+++ Given passage
[RISCV] Combine vmerge_vl allones -> vmv_v_v, vmv_v_v splat(x) -> vmv_v_x #170539

lukel97 · 2025-12-03T19:23:31Z

Stacked on #170536

An upcoming patch aims to remove the last use of @llvm.experimental.vp.splat in RISCVCodegenPrepare by replacing it with a vp_merge of a regular splat.

A vp_merge will get lowered to vmerge_vl, and if we combine vmerge_vl of a splat to vmv_v_x we can get the same behaviour as the vp.splat intrinsic.

This adds the two combines needed. It was easier to do the combines on _vl nodes rather than on vp_merge itself, since the types are already legal for _vl nodes.

llvmbot · 2025-12-03T19:24:07Z

@llvm/pr-subscribers-backend-risc-v

Author: Luke Lau (lukel97)

Changes

Stacked on #170536

An upcoming patch aims to remove the last use of @llvm.experimental.vp.splat in RISCVCodegenPrepare by replacing it with a vp_merge of a regular splat.
++++++
+++ Data shown
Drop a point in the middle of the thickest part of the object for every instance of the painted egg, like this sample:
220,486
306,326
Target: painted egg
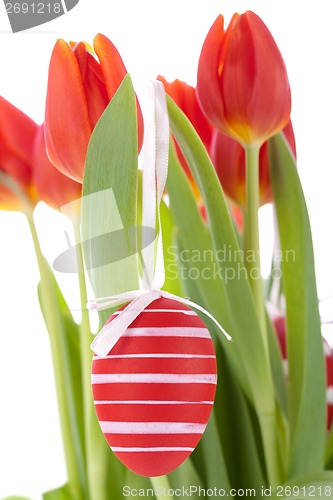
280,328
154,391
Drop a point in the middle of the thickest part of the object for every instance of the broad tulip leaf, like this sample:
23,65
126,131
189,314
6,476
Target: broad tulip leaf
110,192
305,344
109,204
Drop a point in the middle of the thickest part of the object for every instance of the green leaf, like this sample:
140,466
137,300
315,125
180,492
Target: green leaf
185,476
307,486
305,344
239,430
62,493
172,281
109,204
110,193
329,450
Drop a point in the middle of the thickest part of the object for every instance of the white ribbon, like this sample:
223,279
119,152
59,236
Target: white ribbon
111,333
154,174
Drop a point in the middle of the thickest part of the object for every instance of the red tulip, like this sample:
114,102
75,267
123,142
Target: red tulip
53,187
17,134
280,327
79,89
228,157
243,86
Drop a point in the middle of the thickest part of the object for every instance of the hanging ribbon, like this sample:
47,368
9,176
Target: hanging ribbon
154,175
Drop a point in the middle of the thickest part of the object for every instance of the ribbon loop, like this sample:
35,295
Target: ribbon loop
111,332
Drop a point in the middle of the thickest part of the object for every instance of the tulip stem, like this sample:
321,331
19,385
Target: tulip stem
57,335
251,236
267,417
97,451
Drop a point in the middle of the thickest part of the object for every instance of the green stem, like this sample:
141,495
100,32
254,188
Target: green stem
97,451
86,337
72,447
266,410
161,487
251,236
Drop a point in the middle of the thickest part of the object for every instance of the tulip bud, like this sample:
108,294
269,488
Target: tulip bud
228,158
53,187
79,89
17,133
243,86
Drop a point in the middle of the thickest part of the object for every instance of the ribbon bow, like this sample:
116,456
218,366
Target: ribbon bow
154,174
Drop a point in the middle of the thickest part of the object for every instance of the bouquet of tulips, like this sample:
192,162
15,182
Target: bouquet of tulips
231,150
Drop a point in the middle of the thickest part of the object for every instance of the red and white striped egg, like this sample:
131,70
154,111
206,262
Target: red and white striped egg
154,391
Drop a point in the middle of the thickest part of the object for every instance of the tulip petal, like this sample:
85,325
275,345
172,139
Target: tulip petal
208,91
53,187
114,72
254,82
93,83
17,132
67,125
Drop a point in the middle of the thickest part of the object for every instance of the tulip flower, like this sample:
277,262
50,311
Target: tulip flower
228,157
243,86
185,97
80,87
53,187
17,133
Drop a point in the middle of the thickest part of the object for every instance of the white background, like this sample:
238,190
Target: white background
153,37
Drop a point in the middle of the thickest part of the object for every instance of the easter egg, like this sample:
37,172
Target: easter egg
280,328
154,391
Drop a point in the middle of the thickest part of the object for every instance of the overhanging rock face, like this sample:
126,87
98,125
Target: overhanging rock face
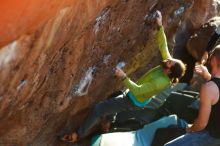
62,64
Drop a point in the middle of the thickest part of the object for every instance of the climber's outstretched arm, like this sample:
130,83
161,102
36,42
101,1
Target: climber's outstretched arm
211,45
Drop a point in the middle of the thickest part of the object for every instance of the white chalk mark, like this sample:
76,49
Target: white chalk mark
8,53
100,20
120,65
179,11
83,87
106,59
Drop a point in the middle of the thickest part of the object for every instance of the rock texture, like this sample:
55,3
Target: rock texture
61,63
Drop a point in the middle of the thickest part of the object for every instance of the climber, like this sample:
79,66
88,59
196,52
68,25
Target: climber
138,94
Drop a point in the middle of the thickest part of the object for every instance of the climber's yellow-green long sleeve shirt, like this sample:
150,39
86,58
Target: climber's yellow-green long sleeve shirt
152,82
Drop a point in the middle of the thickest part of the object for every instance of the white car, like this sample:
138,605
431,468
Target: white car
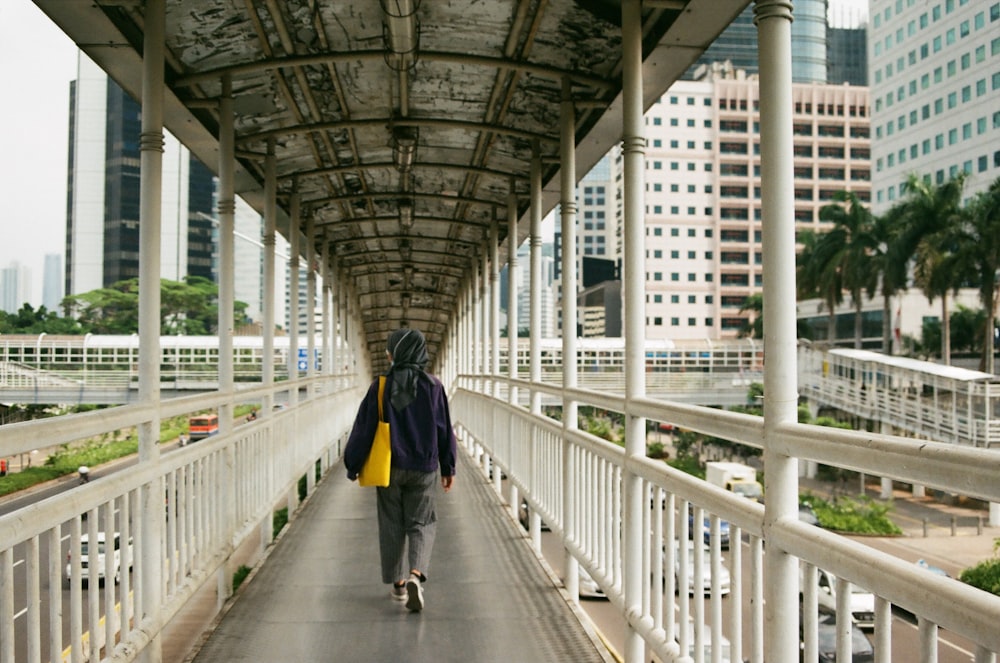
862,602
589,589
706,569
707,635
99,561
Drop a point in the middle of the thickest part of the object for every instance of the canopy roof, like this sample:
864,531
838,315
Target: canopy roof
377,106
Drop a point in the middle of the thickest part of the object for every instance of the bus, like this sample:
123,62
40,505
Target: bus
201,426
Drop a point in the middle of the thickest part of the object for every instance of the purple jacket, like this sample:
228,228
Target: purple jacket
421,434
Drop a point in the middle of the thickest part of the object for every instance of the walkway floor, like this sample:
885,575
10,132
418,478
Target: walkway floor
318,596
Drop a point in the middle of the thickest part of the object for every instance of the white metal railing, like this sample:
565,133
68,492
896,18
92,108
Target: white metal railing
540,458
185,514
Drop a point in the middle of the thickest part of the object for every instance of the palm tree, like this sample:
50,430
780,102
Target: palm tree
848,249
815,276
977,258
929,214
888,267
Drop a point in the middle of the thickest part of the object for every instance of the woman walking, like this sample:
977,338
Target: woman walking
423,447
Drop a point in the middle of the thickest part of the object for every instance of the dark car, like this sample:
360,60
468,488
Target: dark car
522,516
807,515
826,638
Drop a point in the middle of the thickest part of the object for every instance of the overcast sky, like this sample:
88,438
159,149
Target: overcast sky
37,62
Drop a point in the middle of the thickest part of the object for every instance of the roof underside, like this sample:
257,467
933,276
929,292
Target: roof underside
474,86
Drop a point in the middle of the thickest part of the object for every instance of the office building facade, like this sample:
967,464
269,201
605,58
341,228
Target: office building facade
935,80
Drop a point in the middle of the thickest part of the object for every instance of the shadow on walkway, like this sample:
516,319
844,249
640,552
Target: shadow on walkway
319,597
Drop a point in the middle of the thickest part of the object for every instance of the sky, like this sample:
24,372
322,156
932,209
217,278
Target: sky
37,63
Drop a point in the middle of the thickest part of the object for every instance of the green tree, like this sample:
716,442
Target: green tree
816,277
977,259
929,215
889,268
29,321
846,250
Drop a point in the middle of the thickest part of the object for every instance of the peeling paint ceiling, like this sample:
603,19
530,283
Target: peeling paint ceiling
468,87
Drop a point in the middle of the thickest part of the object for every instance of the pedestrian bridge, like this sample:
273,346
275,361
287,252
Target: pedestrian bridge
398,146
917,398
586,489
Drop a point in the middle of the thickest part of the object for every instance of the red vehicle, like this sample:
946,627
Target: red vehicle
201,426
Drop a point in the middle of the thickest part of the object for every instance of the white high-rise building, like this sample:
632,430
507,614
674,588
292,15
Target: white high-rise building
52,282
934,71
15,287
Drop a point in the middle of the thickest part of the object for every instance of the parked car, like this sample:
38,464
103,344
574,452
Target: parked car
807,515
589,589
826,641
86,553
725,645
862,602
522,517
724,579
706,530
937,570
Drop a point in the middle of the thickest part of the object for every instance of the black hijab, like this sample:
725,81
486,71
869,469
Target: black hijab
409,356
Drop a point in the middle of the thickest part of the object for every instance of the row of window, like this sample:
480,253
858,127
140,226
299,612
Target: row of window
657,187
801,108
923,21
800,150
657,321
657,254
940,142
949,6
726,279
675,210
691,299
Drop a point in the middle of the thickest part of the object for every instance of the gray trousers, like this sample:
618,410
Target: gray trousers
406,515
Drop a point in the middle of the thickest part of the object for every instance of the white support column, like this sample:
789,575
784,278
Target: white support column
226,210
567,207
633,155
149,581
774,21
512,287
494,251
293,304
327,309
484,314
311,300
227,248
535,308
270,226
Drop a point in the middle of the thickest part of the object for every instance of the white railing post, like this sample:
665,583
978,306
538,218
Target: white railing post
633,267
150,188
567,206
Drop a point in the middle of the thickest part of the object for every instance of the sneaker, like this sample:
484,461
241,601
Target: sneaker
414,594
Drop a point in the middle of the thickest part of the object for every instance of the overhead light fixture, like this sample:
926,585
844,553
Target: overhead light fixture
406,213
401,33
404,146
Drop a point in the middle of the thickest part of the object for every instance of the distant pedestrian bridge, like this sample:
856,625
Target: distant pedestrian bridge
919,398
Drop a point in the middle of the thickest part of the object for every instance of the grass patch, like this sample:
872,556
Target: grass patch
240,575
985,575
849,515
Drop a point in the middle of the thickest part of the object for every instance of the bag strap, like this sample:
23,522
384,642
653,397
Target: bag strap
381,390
++++++
### Written tasks
(1) In the RISC-V pull request, condense the paragraph beginning "This adds the two combines needed" into a short bulleted list that keeps its main facts.
(2) Swap "vp_merge" for "vp_select" in the RISC-V pull request, giving the passage starting at "[RISCV] Combine vmerge_vl" and ending at "the vp.splat intrinsic.".
(3) Pick up the RISC-V pull request after its last sentence and keep writing it.

### Expected responses
(1)
- Adds the two combines that are needed.
- Performs the combines on _vl nodes instead of on vp_merge itself.
- This was easier because the types are already legal for _vl nodes.

(2)
[RISCV] Combine vmerge_vl allones -> vmv_v_v, vmv_v_v splat(x) -> vmv_v_x #170539

lukel97 · 2025-12-03T19:23:31Z

Stacked on #170536

An upcoming patch aims to remove the last use of @llvm.experimental.vp.splat in RISCVCodegenPrepare by replacing it with a vp_select of a regular splat.

A vp_select will get lowered to vmerge_vl, and if we combine vmerge_vl of a splat to vmv_v_x we can get the same behaviour as the vp.splat intrinsic.

(3)
A vp_merge will get lowered to vmerge_vl, and if we combine vmerge_vl of a splat to vmv_v_x we can get the same behaviour as the vp.splat intrinsic.

This adds the two combines needed. It was easier to do the combines on _vl nodes rather than on vp_merge itself, since the types are already legal for _vl nodes.

Full diff: https://github.com/llvm/llvm-project/pull/170539.diff

6 Files Affected:

(modified) llvm/lib/Target/RISCV/RISCVISelLowering.cpp (+38)
(modified) llvm/lib/Target/RISCV/RISCVVectorPeephole.cpp (+21-2)
(modified) llvm/test/CodeGen/RISCV/rvv/fixed-vectors-vpmerge.ll (+45)
(modified) llvm/test/CodeGen/RISCV/rvv/vmv.v.v-peephole.ll (+11)
(modified) llvm/test/CodeGen/RISCV/rvv/vmv.v.v-peephole.mir (+20)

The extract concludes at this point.